== TEXT EXCERPT ==

Again preferably, first solvent is isooctane/n-propyl acetate and the second solvent is ethyl acetate.
The method of the present invention may further comprise curing by actinic radiation or thermal energy such as by a beam of electrons. The method of the present invention may also comprising adding a polymerization initiating system activatable by actinic radiation, and wherein the actinic radiation is ultraviolet radiation.
A non-limiting example on how to prepare the polymeric dispersion of the present invention is as follows. A mixture of BUNA EPT (ethylene/propylene/diene polymer available from Bayer) and Kraton rubbers (hydrogenated styrene/butylene/styrene copolymer) was added to an isooctane/n-propyl acetate solvent blend. Methyl and n-butyl methacrylates were added and polymerized with Trigonox 21 (t-butyl-peroxy-2-ethylhexanoate) and Trigonox 121 (t-amyl-peroxy-2-ethylhexanoate). The solvent was distilled off to a solids level of about 49%. Ethyl acetate was added to bring the solids to about 41%. Tripropylene glycol diacrylate was added to the dispersion and the solvents are distilled off to yield a dispersion of polymer (32%) in the diacrylate.
n-propyl acetate (313 g) and 109 g isooctane (109 g) were added to a one liter flask equipped with a bearing, stirrer, nitrogen inlet, condenser, and thermocouple. The nitrogen inlet was placed subsurface and the nitrogen turned on. The contents were heated to about 86° C. with an oil bath set at about 110° C. At about 60° C., BUNA EPT 6470 (81.2 g ethylene/propylene/diene polymer available from Bayer) was added and heating was continued. Forty five minutes after the BUNA was added, Kratong 1650 M (11.8 g hydrogenated styrene/butylene/styrene copolymer) was added at a temperature of about 86° C. Ten minutes after the Kraton was added, methyl methacrylate (30.1 g) and n-butyl methacrylate (16.6 g) were added. At this point, the sparge was raised to above the surface, the oil bath setting was changed to where the bath will equilibrate at about 93° C., and the temperature was allowed to drop to 83° C. over a one hour period. One hour after the monomers have been added, and at a temperature of 83° C., Trigonox 21 (0.16 g) was added. One hour after the first addition of Trigonox 21, more Trigonox 21 (0.08 g) was added at 83° C. One hour and 45 minutes after that second Trigonox 21 addition, Trigonox 21 (0.21 g) and Trigonox 121 (0.20 g) were added. The temperature was held at 83° C. for 2 hours and 30 minutes, and Trigonox 21 (0.28 g) and Trigonox 121 (0.06 g) are added. The temperature was held at about 83° C. for another 4 hours.

== WRITTEN EXERCISE 1 ==
Reproduce the records below verbatim, leaving out the pictures.

== GIVEN DATA ==

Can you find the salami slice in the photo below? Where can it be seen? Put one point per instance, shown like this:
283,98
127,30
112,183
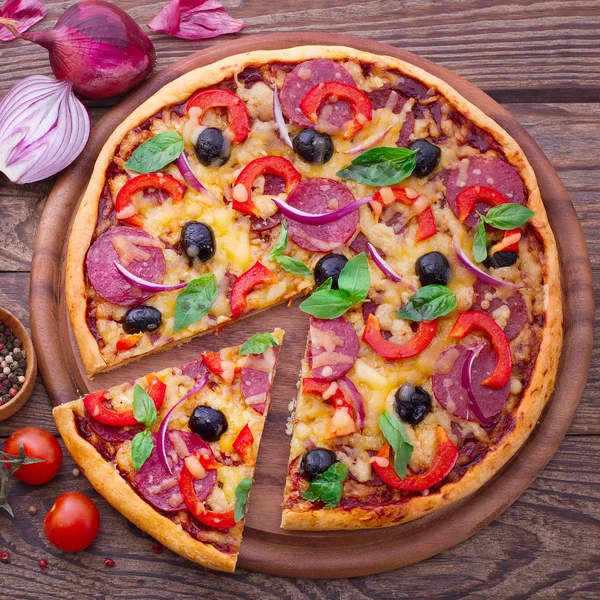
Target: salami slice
316,196
450,393
257,382
105,278
333,347
516,305
303,78
160,489
490,172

== WRITTEN EXERCISE 2 ==
In the excerpt on preparing the polymeric dispersion, write out word for word the passage that opens with the words "Again preferably, first" and closes with "is ultraviolet radiation.".

== FULL RESPONSE 1 ==
Can you find the salami slice in the photo below? Where can it be seen? Put one point per instance, shown like this:
283,98
127,30
112,183
Target: salami slice
316,196
450,393
257,382
105,278
333,347
516,305
303,78
160,489
490,172

== FULL RESPONSE 2 ==
Again preferably, first solvent is isooctane/n-propyl acetate and the second solvent is ethyl acetate.
The method of the present invention may further comprise curing by actinic radiation or thermal energy such as by a beam of electrons. The method of the present invention may also comprising adding a polymerization initiating system activatable by actinic radiation, and wherein the actinic radiation is ultraviolet radiation.